◆ **TASK DIRECTIONS**
These records are to be written out exactly as they read, minus the pictures.

◆ **DATA**
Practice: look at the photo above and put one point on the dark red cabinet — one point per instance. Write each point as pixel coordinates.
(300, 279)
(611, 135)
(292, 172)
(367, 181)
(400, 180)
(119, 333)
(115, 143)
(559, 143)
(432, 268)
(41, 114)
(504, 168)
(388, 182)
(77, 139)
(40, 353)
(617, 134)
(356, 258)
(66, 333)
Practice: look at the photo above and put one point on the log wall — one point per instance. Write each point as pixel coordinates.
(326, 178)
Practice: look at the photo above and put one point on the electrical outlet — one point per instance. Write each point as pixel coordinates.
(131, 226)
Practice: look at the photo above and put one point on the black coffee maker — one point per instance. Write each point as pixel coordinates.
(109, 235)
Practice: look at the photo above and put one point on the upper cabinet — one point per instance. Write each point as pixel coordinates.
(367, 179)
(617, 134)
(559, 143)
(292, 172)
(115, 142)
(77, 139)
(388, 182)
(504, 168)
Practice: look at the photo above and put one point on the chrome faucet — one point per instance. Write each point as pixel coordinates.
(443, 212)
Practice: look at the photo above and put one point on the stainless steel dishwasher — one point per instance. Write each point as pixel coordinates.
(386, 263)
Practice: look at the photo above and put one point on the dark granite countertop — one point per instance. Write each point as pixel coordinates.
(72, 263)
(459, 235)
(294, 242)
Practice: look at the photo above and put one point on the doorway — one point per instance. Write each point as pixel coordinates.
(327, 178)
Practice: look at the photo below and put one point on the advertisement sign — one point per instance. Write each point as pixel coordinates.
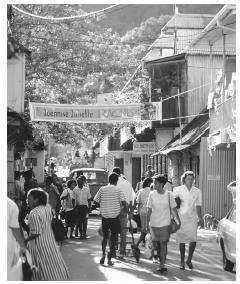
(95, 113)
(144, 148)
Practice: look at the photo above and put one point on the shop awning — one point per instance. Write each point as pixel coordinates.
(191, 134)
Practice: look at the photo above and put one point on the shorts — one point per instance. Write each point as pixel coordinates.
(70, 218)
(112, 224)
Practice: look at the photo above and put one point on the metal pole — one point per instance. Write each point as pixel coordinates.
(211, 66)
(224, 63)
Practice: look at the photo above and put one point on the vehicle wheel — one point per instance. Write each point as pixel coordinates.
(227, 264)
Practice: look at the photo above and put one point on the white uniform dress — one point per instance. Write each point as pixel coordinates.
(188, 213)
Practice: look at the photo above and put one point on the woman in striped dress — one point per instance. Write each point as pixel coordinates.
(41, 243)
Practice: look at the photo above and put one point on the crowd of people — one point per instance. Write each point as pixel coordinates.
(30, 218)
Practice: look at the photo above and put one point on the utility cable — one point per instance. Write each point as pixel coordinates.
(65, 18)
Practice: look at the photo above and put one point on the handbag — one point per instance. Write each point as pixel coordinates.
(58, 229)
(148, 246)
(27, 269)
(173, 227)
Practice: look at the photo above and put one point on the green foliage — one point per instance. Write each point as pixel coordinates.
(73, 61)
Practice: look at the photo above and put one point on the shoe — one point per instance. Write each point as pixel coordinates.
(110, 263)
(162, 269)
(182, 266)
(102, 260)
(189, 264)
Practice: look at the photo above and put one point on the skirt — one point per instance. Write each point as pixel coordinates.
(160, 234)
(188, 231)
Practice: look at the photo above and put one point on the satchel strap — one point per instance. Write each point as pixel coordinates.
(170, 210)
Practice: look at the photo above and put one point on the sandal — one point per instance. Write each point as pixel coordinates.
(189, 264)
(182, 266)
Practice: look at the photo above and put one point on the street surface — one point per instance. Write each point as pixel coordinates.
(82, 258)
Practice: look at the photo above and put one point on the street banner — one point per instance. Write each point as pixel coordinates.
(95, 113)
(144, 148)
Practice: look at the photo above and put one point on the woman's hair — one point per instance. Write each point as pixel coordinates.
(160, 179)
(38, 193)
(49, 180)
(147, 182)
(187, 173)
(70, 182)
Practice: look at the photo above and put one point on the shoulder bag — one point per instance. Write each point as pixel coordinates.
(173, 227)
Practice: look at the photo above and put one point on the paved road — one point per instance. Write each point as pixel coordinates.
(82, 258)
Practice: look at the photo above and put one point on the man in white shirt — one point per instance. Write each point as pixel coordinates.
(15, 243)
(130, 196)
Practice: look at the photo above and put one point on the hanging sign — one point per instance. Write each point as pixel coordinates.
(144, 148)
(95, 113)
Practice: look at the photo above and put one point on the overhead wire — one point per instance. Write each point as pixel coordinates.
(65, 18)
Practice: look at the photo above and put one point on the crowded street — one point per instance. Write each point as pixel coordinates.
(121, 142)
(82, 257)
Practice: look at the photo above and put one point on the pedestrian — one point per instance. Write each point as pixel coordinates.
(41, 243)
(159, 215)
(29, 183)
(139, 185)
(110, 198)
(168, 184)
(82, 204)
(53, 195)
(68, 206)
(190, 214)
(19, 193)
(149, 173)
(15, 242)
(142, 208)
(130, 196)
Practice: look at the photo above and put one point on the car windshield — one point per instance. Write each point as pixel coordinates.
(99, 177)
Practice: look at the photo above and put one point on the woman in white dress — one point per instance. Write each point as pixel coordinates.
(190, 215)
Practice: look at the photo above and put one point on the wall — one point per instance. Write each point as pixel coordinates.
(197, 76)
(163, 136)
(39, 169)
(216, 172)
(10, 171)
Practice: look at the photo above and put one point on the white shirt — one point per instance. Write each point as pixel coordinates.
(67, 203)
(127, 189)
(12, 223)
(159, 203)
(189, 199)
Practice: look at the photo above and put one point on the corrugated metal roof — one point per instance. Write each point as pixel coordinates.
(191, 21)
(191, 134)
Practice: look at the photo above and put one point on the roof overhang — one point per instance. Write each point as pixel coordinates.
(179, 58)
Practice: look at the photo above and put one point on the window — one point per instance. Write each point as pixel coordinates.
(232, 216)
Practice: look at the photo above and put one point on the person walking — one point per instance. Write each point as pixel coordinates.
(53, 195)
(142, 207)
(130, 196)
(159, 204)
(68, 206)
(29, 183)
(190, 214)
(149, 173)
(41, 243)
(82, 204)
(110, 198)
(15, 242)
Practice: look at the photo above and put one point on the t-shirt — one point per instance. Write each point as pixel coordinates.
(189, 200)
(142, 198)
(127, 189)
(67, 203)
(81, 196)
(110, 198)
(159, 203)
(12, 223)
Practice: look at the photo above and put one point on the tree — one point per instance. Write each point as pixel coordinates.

◆ **THE COMPLETED TASK**
Practice: look at the photo above and put one point on the dark red cabinet — one point per instance. Write each point as pixel coordinates.
(300, 279)
(611, 135)
(292, 172)
(367, 181)
(400, 180)
(119, 333)
(115, 143)
(559, 143)
(432, 268)
(41, 114)
(504, 168)
(388, 182)
(77, 139)
(40, 353)
(617, 134)
(356, 258)
(66, 333)
Practice: look at the photo above and put one point on the log wall — one point per instance. Write each point as pixel coordinates.
(326, 178)
Practice: look at the photo above and put one point on the electrical outlet — one point per instance. Write each point as pixel coordinates.
(131, 226)
Practice: look at the photo above and put one point on the black coffee maker — one point per instance. Write each point as pixel coordinates.
(109, 235)
Practice: look at the photo above and put one point on the upper cabinet — one point per instance. Write each point as pixel coordinates.
(367, 179)
(617, 134)
(559, 143)
(292, 172)
(115, 142)
(77, 139)
(388, 182)
(504, 168)
Practice: look at the photo above and put one point on the chrome faucet — one point per instance. Write each point as pixel coordinates.
(443, 212)
Practice: look at the photo above and put one point on the stainless steel dishwasher — one point per instance. Write each point as pixel coordinates.
(386, 263)
Practice: look at the photo above and put one point on the dark granite countertop — one point per instance. Write each point as pixel coordinates.
(72, 263)
(459, 235)
(294, 242)
Practice: look at the photo above and put one point on the doorway — one point per instance. Write each point as pixel coordinates.
(327, 178)
Practice: look at the photo below and put one point on the advertisement sign — one point per instance. Write each point as pixel coordinates.
(95, 113)
(144, 148)
Practice: look at the photo above and put one point on the shop awning — one point per instance. Write each point as pixel coordinates.
(191, 134)
Practice: look at the photo above and put one point on the shorts — one point per instance. Write each point as pixel coordinates.
(70, 218)
(112, 224)
Practice: look at the photo above and put one point on the metal pole — one point per instance. Write each point as pixel coordinates.
(211, 66)
(224, 63)
Practice: look at the photo above and put one point on the vehicle wheel — one point per instance. Write each point as pixel coordinates.
(227, 264)
Practice: look at the photo above and put one point on the white uniform dress — one point per instance. Write each point as pixel coordinates.
(188, 213)
Practice: look at the photo above and put one point on the woman in striped dress — one point per instance. Write each point as pixel coordinates.
(41, 243)
Practice: look at the photo above and put one point on the crowd of people — one point per instance. Write each point as pixel coordinates.
(30, 218)
Practice: look at the photo above and put one point on the utility cable — one point per instance. Write each point as pixel coordinates.
(65, 18)
Practice: look at the photo above and put one point on the handbag — one point per instance. Write each point as pixel coordinates.
(58, 229)
(148, 246)
(27, 269)
(173, 227)
Practice: look at the photo above and put one point on the green foliage — one point per instance. Write each point as pixel coordinates.
(73, 61)
Practice: look at the photo above and put one point on the shoe — one point per instance. Write each point as pixel coordinates.
(110, 263)
(162, 269)
(182, 266)
(102, 260)
(189, 264)
Practice: look at the photo above and put one point on the skirt — one point per instance. Write each point as pixel coordinates.
(160, 234)
(188, 231)
Practice: look at the photo above and put one point on the satchel strap — one point per instance. Write each point as pixel coordinates.
(170, 210)
Practice: look at the photo above and put one point on the sandal — one point per instance. Write each point as pixel coordinates.
(189, 264)
(182, 266)
Practice: look at the photo above and put one point on the street surface — one point per instance. Write each point as pixel coordinates.
(82, 258)
Practice: look at the photo above and put one point on the street banner — one point per instance. Write each point as pixel coordinates.
(95, 113)
(144, 148)
Practice: look at the photo above and put one point on the woman's hair — one point per instance. Write each point as pixel coordinates.
(160, 179)
(38, 193)
(49, 180)
(147, 182)
(187, 173)
(70, 182)
Practice: look at the photo above and put one point on the shoulder bag — one point per instance. Write each point as pixel coordinates.
(173, 227)
Practice: look at the photo above and put one point on the paved road — one point per instance. Write each point as pixel coordinates.
(82, 258)
Practice: look at the photo above and put one point on the man in white shirt — one point per instance. Write each point as pixel coordinates.
(15, 243)
(130, 196)
Practice: look at the photo above and put one point on the hanging sign — one point per instance. Write each point as pixel coordinates.
(144, 148)
(95, 113)
Practice: look at the photo above and put one point on the overhead wire — one point per instance. Write each point as pixel coordinates.
(65, 18)
Practice: look at the photo above and put one point on the crowded street — one point per instance. Write each point as pixel coordinates.
(121, 142)
(82, 257)
Practice: look at the photo above and put one point on the pedestrian — one point per instance. Write each point as pixel coordinates.
(41, 243)
(159, 215)
(29, 183)
(139, 185)
(110, 198)
(168, 184)
(82, 204)
(53, 195)
(68, 206)
(190, 214)
(19, 193)
(149, 173)
(15, 242)
(142, 208)
(130, 196)
Practice: look at the photo above and put one point on the car windshield — one point per instance. Write each point as pixel coordinates.
(99, 177)
Practice: look at the photo above and put one point on the woman in white dress — one point per instance. Write each point as pixel coordinates.
(190, 215)
Practice: look at the photo above and put one point on the wall — one point per instance. Write each point as pixel coordinates.
(197, 76)
(163, 136)
(39, 169)
(216, 172)
(10, 171)
Practice: look at the photo above and put one point on the white shirt — one point per instance. Write each point as pixel coordinates.
(67, 203)
(127, 189)
(12, 223)
(159, 203)
(189, 199)
Practice: look at the photo above and put one point on the corrugated metal roof — one point per instance. Write each point as pixel coordinates.
(191, 21)
(191, 134)
Practice: look at the photo above and put one point on the roof overhang — one point per instance. Write each point as pixel coordinates.
(179, 58)
Practice: look at the photo above and put one point on the window — one point per instance. Write each point as pixel coordinates.
(232, 216)
Practice: look at the photo above and put one point on the person walking — one point per instance. Write each point as pixel coordinates.
(53, 195)
(142, 207)
(130, 196)
(159, 204)
(68, 206)
(29, 183)
(190, 214)
(149, 173)
(41, 243)
(82, 204)
(110, 198)
(15, 242)
Practice: look at the photo above and put one point on the t-shirt — one point per instance. Write each point as pixel coordinates.
(189, 200)
(142, 198)
(127, 189)
(67, 203)
(81, 196)
(110, 198)
(159, 203)
(12, 223)
Practice: look at the photo above and put one point on the tree — one point per instance. Write each point as pixel coordinates.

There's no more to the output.